* **EXERCISE REQUIREMENTS**
Print exactly the lines from the one containing "outline black knit beanie" through the last line of the entries below; the pictures stay out of the copy.
#####
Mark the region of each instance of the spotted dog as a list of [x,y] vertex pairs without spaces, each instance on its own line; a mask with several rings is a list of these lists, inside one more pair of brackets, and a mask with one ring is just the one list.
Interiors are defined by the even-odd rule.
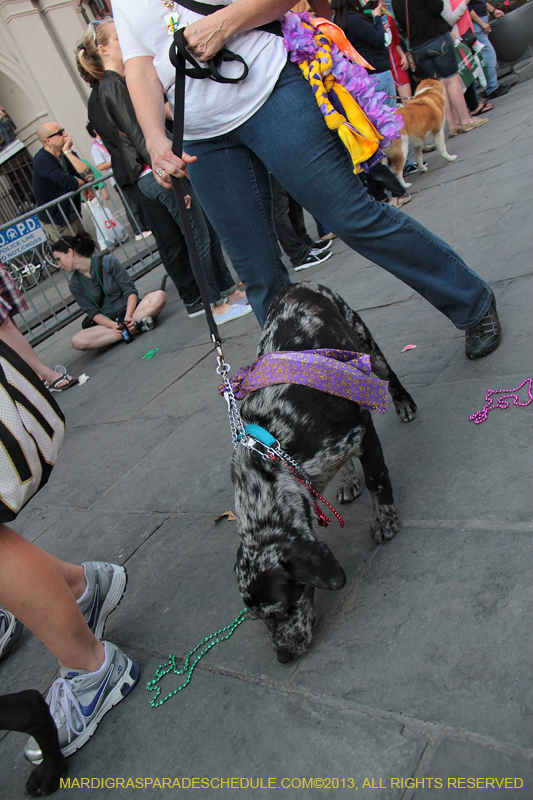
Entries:
[[[335,292],[312,282],[286,286],[275,297],[258,357],[279,350],[342,349],[370,355],[372,371],[389,381],[404,422],[416,404],[388,365],[359,315]],[[370,411],[309,386],[280,384],[249,394],[241,406],[245,425],[269,431],[323,492],[342,467],[337,498],[349,503],[362,491],[353,458],[361,462],[372,496],[372,536],[384,542],[400,530],[392,487]],[[313,496],[286,464],[237,447],[232,464],[241,544],[235,572],[251,618],[262,619],[279,661],[307,650],[315,619],[315,588],[341,589],[346,576],[318,539]]]

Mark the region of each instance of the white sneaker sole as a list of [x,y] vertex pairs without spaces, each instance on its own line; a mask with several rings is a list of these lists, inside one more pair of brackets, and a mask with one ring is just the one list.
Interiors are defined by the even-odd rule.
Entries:
[[97,639],[102,638],[108,616],[118,606],[124,596],[124,592],[126,591],[128,575],[122,564],[117,564],[116,566],[117,569],[115,569],[111,586],[109,587],[104,604],[100,609],[98,622],[96,623],[96,628],[94,629],[94,635]]

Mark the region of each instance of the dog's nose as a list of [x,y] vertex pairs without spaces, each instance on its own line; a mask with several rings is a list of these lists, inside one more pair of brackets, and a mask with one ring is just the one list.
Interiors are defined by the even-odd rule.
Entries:
[[288,664],[289,661],[294,661],[294,656],[288,650],[276,650],[276,656],[280,664]]

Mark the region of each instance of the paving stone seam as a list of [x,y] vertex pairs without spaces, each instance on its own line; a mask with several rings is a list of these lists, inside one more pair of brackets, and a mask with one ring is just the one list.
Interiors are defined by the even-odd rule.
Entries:
[[512,522],[503,519],[404,519],[403,528],[461,528],[469,531],[507,531],[510,533],[533,533],[533,522]]
[[[157,653],[156,651],[143,650],[136,646],[130,646],[127,642],[116,641],[115,643],[121,648],[127,648],[130,652],[142,653],[143,655],[148,655],[156,659],[167,658],[167,654],[163,655],[162,653]],[[180,660],[183,659],[178,659],[178,661]],[[475,731],[467,731],[461,728],[454,728],[443,723],[419,719],[402,712],[385,711],[381,708],[367,706],[363,703],[356,703],[351,700],[339,700],[332,695],[311,692],[307,689],[290,686],[288,682],[283,684],[270,678],[249,675],[244,672],[234,672],[232,670],[225,669],[224,667],[217,667],[204,663],[198,664],[196,669],[201,672],[214,675],[215,677],[231,678],[252,686],[260,686],[265,689],[270,689],[274,692],[278,692],[279,694],[296,697],[315,705],[326,706],[333,711],[353,711],[356,714],[361,714],[367,717],[398,723],[401,726],[400,732],[402,732],[404,728],[408,731],[413,731],[414,734],[427,739],[428,742],[434,742],[435,749],[442,743],[442,741],[444,741],[444,739],[453,739],[472,742],[473,744],[481,747],[488,747],[510,756],[520,756],[526,759],[533,758],[533,748],[522,747],[521,745],[513,744],[512,742],[505,742],[500,739],[495,739],[491,736],[485,736],[484,734],[476,733]],[[291,676],[291,680],[293,677],[294,676]],[[430,759],[428,758],[428,761],[429,760]]]
[[[420,759],[418,761],[418,764],[416,765],[413,774],[411,775],[412,780],[416,781],[417,779],[424,777],[429,766],[431,765],[431,762],[433,761],[433,758],[437,750],[439,749],[440,745],[442,744],[445,738],[446,736],[443,735],[443,736],[437,736],[435,739],[429,739],[428,743],[426,744],[422,753],[420,754]],[[416,791],[417,791],[416,788],[406,789],[405,792],[402,794],[400,800],[411,800],[411,798],[415,795]]]

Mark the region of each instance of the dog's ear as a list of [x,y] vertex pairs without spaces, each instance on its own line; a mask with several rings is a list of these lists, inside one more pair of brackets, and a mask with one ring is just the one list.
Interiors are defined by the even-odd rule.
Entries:
[[[300,599],[303,586],[298,585],[282,567],[265,569],[250,581],[247,605],[262,607],[268,616],[282,616],[285,610]],[[252,611],[253,613],[253,611]]]
[[324,542],[298,539],[283,551],[283,566],[300,583],[317,589],[342,589],[344,570]]

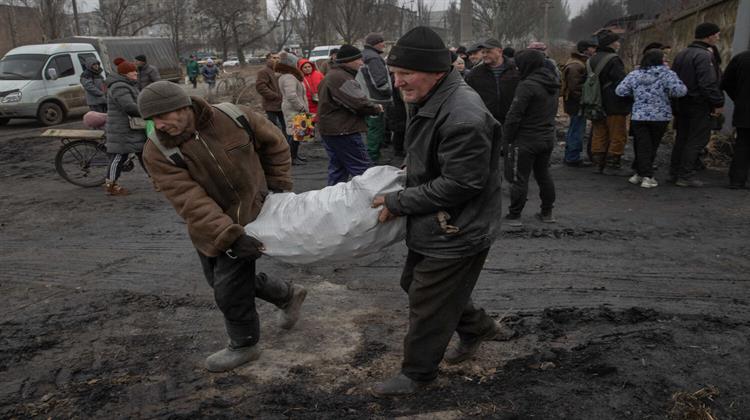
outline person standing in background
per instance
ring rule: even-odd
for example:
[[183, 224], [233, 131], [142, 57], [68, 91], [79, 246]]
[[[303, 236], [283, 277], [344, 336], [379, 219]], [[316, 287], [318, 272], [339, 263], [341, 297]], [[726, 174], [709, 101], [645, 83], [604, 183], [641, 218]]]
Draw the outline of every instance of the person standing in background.
[[193, 84], [193, 89], [198, 87], [198, 75], [201, 72], [201, 68], [198, 65], [198, 62], [195, 61], [195, 56], [190, 56], [190, 61], [187, 63], [187, 76], [188, 80], [190, 80], [190, 83]]
[[138, 89], [143, 90], [151, 83], [161, 80], [159, 70], [146, 62], [146, 56], [139, 54], [135, 56], [135, 65], [138, 67]]
[[279, 91], [279, 76], [276, 74], [276, 63], [279, 62], [279, 54], [269, 52], [266, 54], [266, 65], [258, 70], [255, 79], [255, 90], [262, 98], [261, 106], [266, 111], [266, 117], [286, 133], [284, 114], [281, 112], [281, 92]]
[[747, 188], [750, 170], [750, 51], [739, 53], [729, 61], [721, 88], [734, 101], [732, 125], [737, 128], [734, 156], [729, 167], [729, 188]]
[[562, 70], [563, 108], [570, 117], [563, 159], [568, 166], [591, 166], [591, 162], [581, 158], [583, 134], [586, 131], [586, 117], [581, 113], [581, 91], [586, 80], [586, 61], [595, 51], [596, 45], [589, 41], [578, 41], [576, 50], [570, 54]]

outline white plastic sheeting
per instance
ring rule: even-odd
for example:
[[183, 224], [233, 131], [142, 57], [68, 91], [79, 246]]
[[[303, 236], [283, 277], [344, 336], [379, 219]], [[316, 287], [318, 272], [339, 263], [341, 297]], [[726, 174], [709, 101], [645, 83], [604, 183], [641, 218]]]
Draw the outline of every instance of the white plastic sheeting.
[[375, 166], [349, 182], [266, 197], [263, 208], [245, 226], [266, 248], [264, 254], [294, 264], [346, 261], [378, 252], [406, 236], [406, 218], [378, 223], [377, 195], [404, 188], [406, 173]]

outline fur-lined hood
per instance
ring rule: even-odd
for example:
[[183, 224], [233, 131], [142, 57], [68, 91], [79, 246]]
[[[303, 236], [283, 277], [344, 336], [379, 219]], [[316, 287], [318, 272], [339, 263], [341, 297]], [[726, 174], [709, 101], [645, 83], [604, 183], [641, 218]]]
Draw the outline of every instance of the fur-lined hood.
[[291, 74], [292, 76], [297, 78], [297, 80], [299, 80], [300, 82], [304, 78], [304, 76], [302, 76], [302, 72], [300, 71], [300, 69], [298, 69], [297, 67], [290, 66], [288, 64], [276, 63], [276, 66], [273, 68], [273, 70], [279, 74]]
[[[191, 96], [190, 100], [193, 102], [191, 107], [195, 113], [195, 128], [198, 131], [206, 128], [214, 117], [214, 107], [212, 107], [205, 99], [198, 96]], [[159, 140], [165, 147], [177, 147], [187, 141], [195, 133], [183, 133], [179, 136], [171, 136], [163, 131], [156, 130], [156, 135], [159, 136]]]

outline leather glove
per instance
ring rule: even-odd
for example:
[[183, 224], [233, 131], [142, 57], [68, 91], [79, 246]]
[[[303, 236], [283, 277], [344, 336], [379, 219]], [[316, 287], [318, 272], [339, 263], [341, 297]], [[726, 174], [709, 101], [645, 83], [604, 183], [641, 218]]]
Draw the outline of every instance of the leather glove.
[[232, 247], [227, 251], [227, 255], [254, 261], [263, 255], [262, 251], [265, 251], [265, 249], [259, 240], [252, 236], [242, 235], [234, 241]]

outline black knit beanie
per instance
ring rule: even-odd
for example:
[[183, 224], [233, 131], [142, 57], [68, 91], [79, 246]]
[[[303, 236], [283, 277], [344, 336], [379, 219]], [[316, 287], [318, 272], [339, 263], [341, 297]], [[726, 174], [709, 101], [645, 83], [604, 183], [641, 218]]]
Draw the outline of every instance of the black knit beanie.
[[711, 22], [703, 22], [695, 27], [695, 39], [708, 38], [709, 36], [721, 31], [719, 25]]
[[443, 40], [432, 29], [417, 26], [399, 38], [388, 54], [389, 66], [441, 73], [450, 71], [451, 54]]
[[345, 44], [339, 48], [339, 52], [336, 53], [336, 64], [350, 63], [358, 58], [362, 58], [362, 51], [359, 48]]

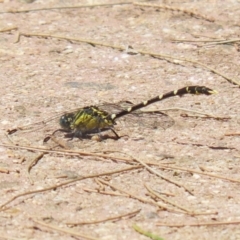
#####
* **RESULT BELOW**
outline black knit beanie
per instance
ring rule: even-odd
for example:
[[183, 224], [233, 131], [142, 57], [68, 91], [79, 246]]
[[[303, 236], [283, 277], [344, 336], [379, 219]], [[316, 287], [318, 272], [339, 263], [341, 297]], [[726, 174], [709, 101], [645, 83], [604, 183], [641, 218]]]
Draw the outline of every instance of the black knit beanie.
[[711, 22], [703, 22], [695, 27], [695, 39], [708, 38], [709, 36], [721, 31], [719, 25]]
[[443, 40], [432, 29], [417, 26], [399, 38], [388, 54], [389, 66], [441, 73], [450, 71], [451, 54]]
[[345, 44], [339, 48], [339, 52], [336, 53], [336, 64], [350, 63], [358, 58], [362, 58], [362, 51], [359, 48]]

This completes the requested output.